START INPUT FOR THIS TASK

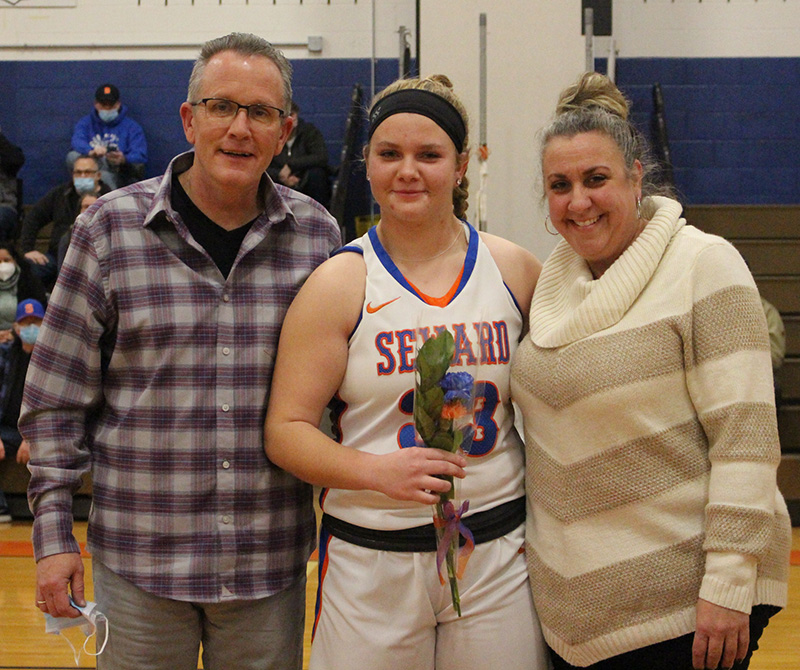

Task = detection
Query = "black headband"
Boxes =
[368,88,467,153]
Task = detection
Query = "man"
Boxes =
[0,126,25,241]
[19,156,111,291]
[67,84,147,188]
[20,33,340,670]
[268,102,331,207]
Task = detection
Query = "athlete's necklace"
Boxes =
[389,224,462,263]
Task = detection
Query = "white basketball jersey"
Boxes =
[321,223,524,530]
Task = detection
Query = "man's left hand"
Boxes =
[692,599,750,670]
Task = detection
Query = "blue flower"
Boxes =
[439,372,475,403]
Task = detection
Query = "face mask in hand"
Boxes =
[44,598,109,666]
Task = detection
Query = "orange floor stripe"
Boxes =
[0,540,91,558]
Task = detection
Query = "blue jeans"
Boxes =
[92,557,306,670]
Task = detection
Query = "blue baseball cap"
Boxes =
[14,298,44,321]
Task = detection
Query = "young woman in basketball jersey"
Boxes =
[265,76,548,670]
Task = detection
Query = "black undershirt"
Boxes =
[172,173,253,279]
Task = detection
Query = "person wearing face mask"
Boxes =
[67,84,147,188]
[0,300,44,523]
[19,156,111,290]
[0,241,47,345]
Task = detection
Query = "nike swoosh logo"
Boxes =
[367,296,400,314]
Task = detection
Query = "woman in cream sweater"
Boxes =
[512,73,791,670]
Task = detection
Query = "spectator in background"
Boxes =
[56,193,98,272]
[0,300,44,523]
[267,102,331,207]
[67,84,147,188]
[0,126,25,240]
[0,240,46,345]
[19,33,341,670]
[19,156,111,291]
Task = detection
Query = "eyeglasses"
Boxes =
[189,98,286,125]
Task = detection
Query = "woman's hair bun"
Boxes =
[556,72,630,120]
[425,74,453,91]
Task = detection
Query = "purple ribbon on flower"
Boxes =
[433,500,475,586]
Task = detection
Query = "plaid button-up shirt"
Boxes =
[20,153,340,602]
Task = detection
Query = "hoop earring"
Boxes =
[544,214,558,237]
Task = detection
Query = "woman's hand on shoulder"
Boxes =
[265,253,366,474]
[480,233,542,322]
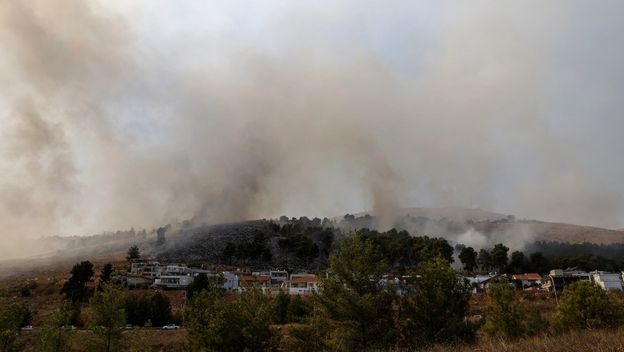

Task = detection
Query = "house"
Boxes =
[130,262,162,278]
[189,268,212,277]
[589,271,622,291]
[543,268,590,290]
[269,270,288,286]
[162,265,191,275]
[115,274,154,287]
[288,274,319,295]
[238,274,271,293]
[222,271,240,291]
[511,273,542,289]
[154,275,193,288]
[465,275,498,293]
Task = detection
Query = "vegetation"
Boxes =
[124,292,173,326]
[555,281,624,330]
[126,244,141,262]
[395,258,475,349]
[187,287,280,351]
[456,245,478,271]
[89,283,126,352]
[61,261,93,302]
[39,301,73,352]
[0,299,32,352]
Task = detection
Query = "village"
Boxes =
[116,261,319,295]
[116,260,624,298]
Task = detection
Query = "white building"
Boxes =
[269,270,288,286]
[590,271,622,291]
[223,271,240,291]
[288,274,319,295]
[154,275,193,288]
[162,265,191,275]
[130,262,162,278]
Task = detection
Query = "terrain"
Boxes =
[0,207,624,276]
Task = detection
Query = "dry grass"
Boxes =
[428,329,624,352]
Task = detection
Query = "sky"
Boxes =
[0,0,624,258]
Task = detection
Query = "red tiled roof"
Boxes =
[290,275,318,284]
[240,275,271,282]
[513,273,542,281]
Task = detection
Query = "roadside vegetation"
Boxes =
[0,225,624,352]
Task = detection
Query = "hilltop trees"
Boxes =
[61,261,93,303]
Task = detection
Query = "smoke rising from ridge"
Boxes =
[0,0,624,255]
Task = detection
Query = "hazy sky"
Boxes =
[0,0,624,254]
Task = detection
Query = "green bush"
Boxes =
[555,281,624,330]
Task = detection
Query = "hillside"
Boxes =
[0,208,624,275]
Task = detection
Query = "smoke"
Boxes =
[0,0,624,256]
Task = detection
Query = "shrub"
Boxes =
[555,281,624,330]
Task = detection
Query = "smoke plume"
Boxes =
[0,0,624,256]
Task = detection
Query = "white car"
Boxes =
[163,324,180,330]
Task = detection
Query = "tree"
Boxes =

END INPUT FOR THIS TASK

EXERCISE:
Which lines of the entries contain the string "woman"? Copy each of those lines, and treat uppercase and lowercase as different.

SOLUTION FOR THIS PROBLEM:
Query = "young woman in basketball jersey"
Query = "woman in cream sweater"
Query = "woman's hair bun"
Query = "woman's hand on shoulder"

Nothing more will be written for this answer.